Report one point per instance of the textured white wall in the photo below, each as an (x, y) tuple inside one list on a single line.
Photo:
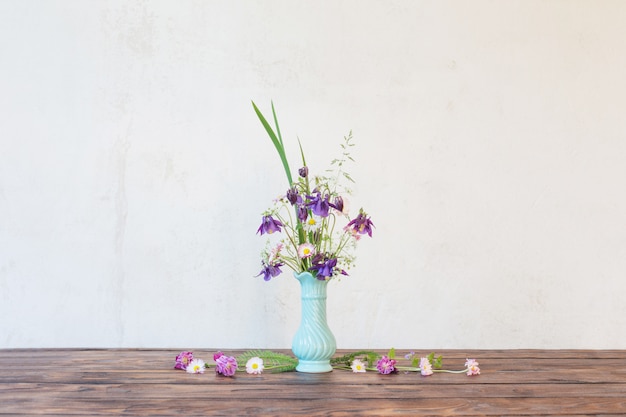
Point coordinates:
[(491, 155)]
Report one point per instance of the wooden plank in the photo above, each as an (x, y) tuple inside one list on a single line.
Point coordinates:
[(139, 382)]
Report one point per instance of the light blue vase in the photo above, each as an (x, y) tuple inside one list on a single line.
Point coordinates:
[(313, 344)]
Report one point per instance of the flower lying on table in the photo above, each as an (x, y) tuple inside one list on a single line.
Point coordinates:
[(358, 362)]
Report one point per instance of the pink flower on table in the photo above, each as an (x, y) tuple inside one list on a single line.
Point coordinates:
[(226, 365), (358, 366), (183, 359), (196, 366), (386, 365), (472, 367), (426, 368)]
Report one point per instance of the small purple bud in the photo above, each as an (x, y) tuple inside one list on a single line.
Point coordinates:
[(292, 196)]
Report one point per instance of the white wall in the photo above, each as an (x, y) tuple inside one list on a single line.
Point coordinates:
[(490, 148)]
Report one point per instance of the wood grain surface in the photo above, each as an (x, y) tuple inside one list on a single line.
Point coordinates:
[(141, 382)]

---*---

• [What to do]: Write the lines above as a JSON list of strings with one string per line, skipping any blank lines. Leave the pictures out of the list.

• [Complete output]:
[
  "Report one point per instance of the textured white wall in the photo below, each as an (x, y) tuple inside one list on a single line.",
  "Photo:",
  "Point coordinates:",
  "[(491, 155)]",
  "Report one point per instance of the wooden plank in the photo above, each as an (x, y) tuple inside one list on a single line.",
  "Point coordinates:",
  "[(139, 382)]",
  "Report one point per instance of the light blue vase in the photo above, each as an (x, y) tuple inside one list on a single line.",
  "Point coordinates:",
  "[(313, 344)]",
  "Report one point per instance of the flower lying on table in the photo above, each as an (x, y) tuple inside one list on a single line.",
  "Point coordinates:",
  "[(358, 362)]",
  "Report one point per instance of the pink flower on table in the photo above, each as an (x, y) tuple inside one list on a single line.",
  "Point coordinates:",
  "[(226, 365), (358, 366), (183, 359), (196, 366), (386, 365), (472, 367), (426, 368)]",
  "Report one point per instance of the small purple bud in the photo above, each as an (x, y) tuple inside one list on a single line.",
  "Point coordinates:",
  "[(292, 196)]",
  "Report one point per instance of the white wall in the photo above, each as an (x, y) tuple inside one list on a single line.",
  "Point coordinates:",
  "[(490, 148)]",
  "Report one point per instance of the wood grain surface in the photo above, each as an (x, y) tuple inside one list on a single line.",
  "Point coordinates:",
  "[(141, 382)]"
]